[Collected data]
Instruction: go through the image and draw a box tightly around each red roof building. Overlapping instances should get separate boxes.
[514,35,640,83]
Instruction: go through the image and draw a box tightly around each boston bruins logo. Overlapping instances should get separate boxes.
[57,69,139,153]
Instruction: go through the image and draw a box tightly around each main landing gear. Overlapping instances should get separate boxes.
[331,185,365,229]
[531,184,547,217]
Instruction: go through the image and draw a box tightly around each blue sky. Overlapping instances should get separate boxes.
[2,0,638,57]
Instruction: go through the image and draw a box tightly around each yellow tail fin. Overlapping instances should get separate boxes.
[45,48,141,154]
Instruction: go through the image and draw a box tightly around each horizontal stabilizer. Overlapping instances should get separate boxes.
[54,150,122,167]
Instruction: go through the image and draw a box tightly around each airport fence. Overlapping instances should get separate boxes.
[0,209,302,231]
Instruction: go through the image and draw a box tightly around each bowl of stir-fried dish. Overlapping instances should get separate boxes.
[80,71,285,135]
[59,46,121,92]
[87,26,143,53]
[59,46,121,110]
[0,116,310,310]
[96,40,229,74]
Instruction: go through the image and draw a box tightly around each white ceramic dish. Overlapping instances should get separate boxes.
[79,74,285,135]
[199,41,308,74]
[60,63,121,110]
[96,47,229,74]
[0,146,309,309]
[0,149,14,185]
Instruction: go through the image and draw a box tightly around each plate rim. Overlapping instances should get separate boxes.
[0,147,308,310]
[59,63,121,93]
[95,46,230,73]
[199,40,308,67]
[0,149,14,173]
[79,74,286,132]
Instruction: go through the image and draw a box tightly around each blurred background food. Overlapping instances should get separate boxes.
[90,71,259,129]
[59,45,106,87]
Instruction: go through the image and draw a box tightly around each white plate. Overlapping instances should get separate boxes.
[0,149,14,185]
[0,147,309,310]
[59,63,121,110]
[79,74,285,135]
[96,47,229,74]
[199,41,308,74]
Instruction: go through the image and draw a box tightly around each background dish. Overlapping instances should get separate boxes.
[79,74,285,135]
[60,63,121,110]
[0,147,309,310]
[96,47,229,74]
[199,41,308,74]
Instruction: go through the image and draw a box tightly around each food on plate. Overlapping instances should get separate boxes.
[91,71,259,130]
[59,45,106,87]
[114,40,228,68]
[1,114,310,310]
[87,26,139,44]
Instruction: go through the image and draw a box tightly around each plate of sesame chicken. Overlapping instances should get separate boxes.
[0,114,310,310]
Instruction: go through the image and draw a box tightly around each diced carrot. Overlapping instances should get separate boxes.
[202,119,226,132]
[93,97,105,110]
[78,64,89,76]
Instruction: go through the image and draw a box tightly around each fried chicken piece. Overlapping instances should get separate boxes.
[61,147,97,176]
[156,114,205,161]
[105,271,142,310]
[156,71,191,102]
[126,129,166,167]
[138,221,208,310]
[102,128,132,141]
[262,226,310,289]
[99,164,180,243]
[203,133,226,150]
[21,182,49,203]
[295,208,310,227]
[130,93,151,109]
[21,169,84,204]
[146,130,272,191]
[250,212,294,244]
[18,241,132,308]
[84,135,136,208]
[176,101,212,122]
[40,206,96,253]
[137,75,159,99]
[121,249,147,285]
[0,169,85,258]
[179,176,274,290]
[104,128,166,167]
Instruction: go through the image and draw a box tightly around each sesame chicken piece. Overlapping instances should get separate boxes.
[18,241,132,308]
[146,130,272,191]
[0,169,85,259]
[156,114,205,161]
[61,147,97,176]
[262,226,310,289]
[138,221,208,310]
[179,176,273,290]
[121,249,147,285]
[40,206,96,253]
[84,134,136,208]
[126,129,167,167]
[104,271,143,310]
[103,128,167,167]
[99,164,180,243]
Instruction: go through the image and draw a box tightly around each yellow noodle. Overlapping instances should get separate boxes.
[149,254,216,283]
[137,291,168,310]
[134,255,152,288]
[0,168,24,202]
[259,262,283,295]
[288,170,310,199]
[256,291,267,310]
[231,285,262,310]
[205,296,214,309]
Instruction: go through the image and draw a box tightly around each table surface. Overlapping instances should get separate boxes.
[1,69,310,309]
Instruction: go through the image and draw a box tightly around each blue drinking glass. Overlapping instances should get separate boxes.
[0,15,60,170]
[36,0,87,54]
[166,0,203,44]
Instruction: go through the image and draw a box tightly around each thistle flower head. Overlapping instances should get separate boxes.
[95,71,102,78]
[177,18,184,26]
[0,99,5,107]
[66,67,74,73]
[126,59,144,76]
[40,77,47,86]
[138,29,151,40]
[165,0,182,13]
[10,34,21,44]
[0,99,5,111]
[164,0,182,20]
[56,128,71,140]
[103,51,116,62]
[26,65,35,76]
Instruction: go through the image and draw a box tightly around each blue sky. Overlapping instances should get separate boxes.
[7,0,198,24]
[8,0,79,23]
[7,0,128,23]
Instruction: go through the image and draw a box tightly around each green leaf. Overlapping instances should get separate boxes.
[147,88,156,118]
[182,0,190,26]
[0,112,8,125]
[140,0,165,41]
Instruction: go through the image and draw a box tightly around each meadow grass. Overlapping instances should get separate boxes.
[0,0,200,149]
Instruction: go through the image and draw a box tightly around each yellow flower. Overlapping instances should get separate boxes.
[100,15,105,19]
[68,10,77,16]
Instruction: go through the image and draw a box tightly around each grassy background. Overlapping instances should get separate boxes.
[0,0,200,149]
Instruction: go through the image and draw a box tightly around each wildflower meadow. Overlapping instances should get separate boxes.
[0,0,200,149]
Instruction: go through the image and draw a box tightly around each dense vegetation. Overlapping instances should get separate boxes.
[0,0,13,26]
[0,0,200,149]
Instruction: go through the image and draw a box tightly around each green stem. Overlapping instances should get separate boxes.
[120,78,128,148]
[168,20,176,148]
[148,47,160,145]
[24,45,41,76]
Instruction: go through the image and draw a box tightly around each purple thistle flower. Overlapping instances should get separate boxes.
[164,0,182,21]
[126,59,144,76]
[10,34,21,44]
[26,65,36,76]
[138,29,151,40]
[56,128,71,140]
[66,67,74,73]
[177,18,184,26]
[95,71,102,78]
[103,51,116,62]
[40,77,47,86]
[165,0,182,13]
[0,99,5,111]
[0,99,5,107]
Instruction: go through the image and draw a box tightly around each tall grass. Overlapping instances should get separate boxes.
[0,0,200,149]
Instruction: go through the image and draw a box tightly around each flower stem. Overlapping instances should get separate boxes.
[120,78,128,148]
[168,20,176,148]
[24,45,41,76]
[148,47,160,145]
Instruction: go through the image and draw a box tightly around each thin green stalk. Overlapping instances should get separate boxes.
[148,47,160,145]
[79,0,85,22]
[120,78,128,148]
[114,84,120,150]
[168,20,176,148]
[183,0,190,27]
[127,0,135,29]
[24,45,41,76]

Work item:
Reproduce the data shown above exactly, including every line.

Exercise result:
Instruction: go through the image and draw a box tightly around each red roof building. Overlapping instances should get separate boxes.
[514,35,640,83]
Instruction: go through the image and draw a box tightly around each boston bruins logo. Overlapping instances should get separate boxes.
[57,69,139,153]
Instruction: go through the image and draw a box tightly around each main landing gear. Overlapping instances should get separate boxes.
[331,185,365,229]
[531,184,547,217]
Instruction: go through the image and draw a box tightly around each blue sky. Overlapping instances should get separate boxes.
[2,0,638,57]
Instruction: go through the image and draw a box tightly around each yellow tail fin. Overlapping instances should get separate boxes.
[45,48,141,154]
Instruction: go through the image and draw a box tightly around each horizontal stabilizer. Overlapping instances should get separate boxes.
[54,150,122,167]
Instruction: go through the image and draw a box tightly around each airport fence. Overlapping instances should get separate boxes.
[0,209,302,231]
Instruction: go through the image and draw a box tightly around each bowl of stir-fried dish. Overlapping instances should get separate boxes.
[80,71,285,135]
[59,46,121,92]
[87,26,143,53]
[59,46,121,110]
[0,116,310,310]
[96,40,229,74]
Instruction: go through the image and draw a box tightly around each white ceramic dish. Overlapping instances should get separate boxes.
[79,74,285,135]
[199,41,308,74]
[60,63,121,110]
[96,47,229,74]
[0,146,309,309]
[0,149,14,185]
Instruction: go through the image and draw a box tightly around each plate rim. Overlapping instances should get separate boxes.
[0,147,308,310]
[59,63,121,93]
[95,46,230,73]
[199,40,308,67]
[0,149,14,173]
[79,74,286,132]
Instruction: go through the image and draw a box tightly around each blurred background food. Overlapping instances should get separate boxes.
[90,71,259,129]
[59,45,106,87]
Instruction: go through the image and draw a box tightly around each white plate. Overlapping instances should get separate boxes.
[0,149,14,185]
[0,147,309,310]
[59,63,121,110]
[79,74,285,135]
[96,47,229,74]
[199,41,308,74]
Instruction: go through the image and draw a box tightly around each background dish. Overlapping instances should get separate boxes.
[79,74,285,135]
[60,63,121,110]
[0,147,309,310]
[96,47,229,74]
[199,41,308,74]
Instruction: go through the image and draw a box tightly around each food on plate. Overlapping instances should get separate boxes.
[91,71,259,130]
[59,45,106,87]
[114,40,228,68]
[1,114,310,310]
[87,26,139,44]
Instruction: go through the image and draw a box tightly around each plate of sesame chicken. Overlapping instances should get separate boxes.
[0,114,310,310]
Instruction: go through the image and draw a box tightly around each diced carrot. Overlapping instances should get separate boxes.
[202,119,226,132]
[93,97,105,110]
[78,64,89,76]
Instruction: go through the image and draw a box tightly around each fried chicken piece. Overlapping instances should get separate boxes.
[61,147,97,176]
[156,114,205,161]
[105,271,142,310]
[156,71,191,102]
[126,129,166,167]
[138,221,208,310]
[102,128,132,141]
[262,226,310,289]
[99,164,180,243]
[203,133,226,150]
[21,182,49,203]
[295,208,310,227]
[130,93,151,109]
[21,169,84,204]
[146,130,272,191]
[250,212,294,244]
[18,241,132,308]
[84,135,136,208]
[176,101,212,122]
[40,206,96,253]
[137,75,159,99]
[121,249,147,285]
[0,169,85,258]
[179,176,274,290]
[104,128,166,167]
Instruction: go through the image and draw a box tightly around each sesame chicken piece. Overlapping instances should get separate boxes.
[18,241,132,308]
[146,130,272,191]
[0,169,85,259]
[156,114,205,161]
[61,147,97,176]
[262,226,310,289]
[138,221,208,310]
[179,176,273,290]
[121,249,147,285]
[40,206,96,253]
[84,134,136,208]
[126,129,167,167]
[104,271,143,310]
[103,128,167,167]
[99,164,180,243]
Instruction: go through the image and draw a box tightly around each yellow noodle. Overlapping instances should get separate boxes.
[149,254,216,283]
[137,291,168,310]
[134,255,152,288]
[0,168,24,202]
[259,262,283,295]
[288,170,310,199]
[256,291,267,310]
[231,285,262,310]
[205,296,214,309]
Instruction: go through the image and draw a box tightly around each table surface. Overlapping instances should get separate boxes.
[1,69,310,309]
Instruction: go through the image and draw a box tightly around each blue drinking glass. Overlapping instances should get separate boxes.
[0,15,60,170]
[36,0,87,54]
[166,0,203,44]
Instruction: go through the image and draw a box tightly around each thistle flower head. Overlapping instances should get separate boxes.
[95,71,102,78]
[177,18,184,26]
[0,99,5,107]
[66,67,74,73]
[126,59,144,76]
[40,77,47,86]
[138,29,151,40]
[165,0,182,13]
[10,34,21,44]
[0,99,5,111]
[164,0,182,20]
[56,128,71,140]
[103,51,116,62]
[26,65,35,76]
Instruction: go through the image and draw a box tightly around each blue sky. Overlapping instances should get separate boxes.
[7,0,198,24]
[8,0,79,23]
[7,0,128,23]
Instruction: go through the image and draw a box tightly around each green leaf. Overlapping instances should get separate boxes.
[147,88,156,118]
[182,0,190,26]
[0,112,8,125]
[140,0,165,41]
Instruction: go through the image and draw a box tightly around each meadow grass. Overlapping instances should get separate boxes.
[0,0,200,149]
Instruction: go through the image and draw a box tightly around each yellow flower. Overlapping instances should get separate boxes.
[100,15,105,19]
[68,10,77,16]
Instruction: go through the image and draw a box tightly around each grassy background. Overlapping instances should get separate boxes.
[0,0,200,149]
Instruction: go through the image and draw a box tightly around each wildflower meadow. Overlapping instances should get separate boxes.
[0,0,200,149]
Instruction: go through the image and draw a box tightly around each dense vegetation. Overlapping instances should get separate boxes.
[0,0,13,26]
[0,0,200,149]
Instruction: go through the image and draw a box tightly around each green stem. Overlapping instances should get separate boxes.
[120,78,128,148]
[168,20,176,148]
[148,47,160,145]
[24,45,41,76]
Instruction: go through the image and draw a box tightly around each purple thistle flower. Overlapping instances should get separate boxes.
[164,0,182,21]
[126,59,144,76]
[10,34,21,44]
[26,65,36,76]
[138,29,151,40]
[56,128,71,140]
[66,67,74,73]
[177,18,184,26]
[95,71,102,78]
[103,51,116,62]
[40,77,47,86]
[165,0,182,13]
[0,99,5,111]
[0,99,5,107]
Instruction: go through the image and draw a box tightly around each tall grass. Overlapping instances should get separate boxes.
[0,0,200,149]
Instruction: go through the image and draw a box tightly around each flower stem. Overlapping instances should get separate boxes.
[120,78,128,148]
[168,20,176,148]
[24,45,41,76]
[148,47,160,145]
Instruction: go through the image and draw a box tightly around each thin green stalk. Overlapping instances should get separate boxes.
[148,47,160,145]
[79,0,85,22]
[120,78,128,148]
[114,84,120,150]
[168,20,176,148]
[183,0,190,27]
[127,0,135,29]
[24,45,41,76]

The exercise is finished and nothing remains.